_To do_. Reproduce every one of the entries below verbatim, keeping each line intact.

_Exercise data_.
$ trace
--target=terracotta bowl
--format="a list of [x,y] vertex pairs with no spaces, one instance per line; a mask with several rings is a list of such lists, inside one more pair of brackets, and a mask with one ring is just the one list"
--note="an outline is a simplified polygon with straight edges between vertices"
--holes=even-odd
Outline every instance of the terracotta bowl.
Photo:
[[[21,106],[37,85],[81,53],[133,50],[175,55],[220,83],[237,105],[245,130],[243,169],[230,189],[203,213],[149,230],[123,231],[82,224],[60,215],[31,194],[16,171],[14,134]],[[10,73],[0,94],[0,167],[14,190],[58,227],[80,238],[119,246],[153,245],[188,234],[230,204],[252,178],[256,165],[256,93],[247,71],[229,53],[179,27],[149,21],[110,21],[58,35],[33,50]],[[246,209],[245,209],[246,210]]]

_Answer below_.
$ trace
--target=terracotta bowl
--format="a list of [x,y] vertex pairs with no spaces, one instance per line; a mask with several rings is a list of such lists, inside one more pair of brackets, and a mask with one ring is just the one list"
--note="an outline is a simplified polygon with straight edges between vertices"
--holes=even-odd
Outline every instance of the terracotta bowl.
Photo:
[[[21,106],[37,85],[81,53],[133,50],[175,55],[220,83],[237,105],[245,130],[243,169],[230,189],[203,213],[149,230],[123,231],[82,224],[60,215],[31,194],[16,171],[14,134]],[[10,73],[0,94],[0,167],[14,190],[58,227],[80,238],[119,246],[153,245],[188,234],[230,204],[252,178],[256,165],[256,93],[247,71],[229,53],[179,27],[149,21],[110,21],[58,35],[33,50]],[[246,209],[245,209],[246,210]]]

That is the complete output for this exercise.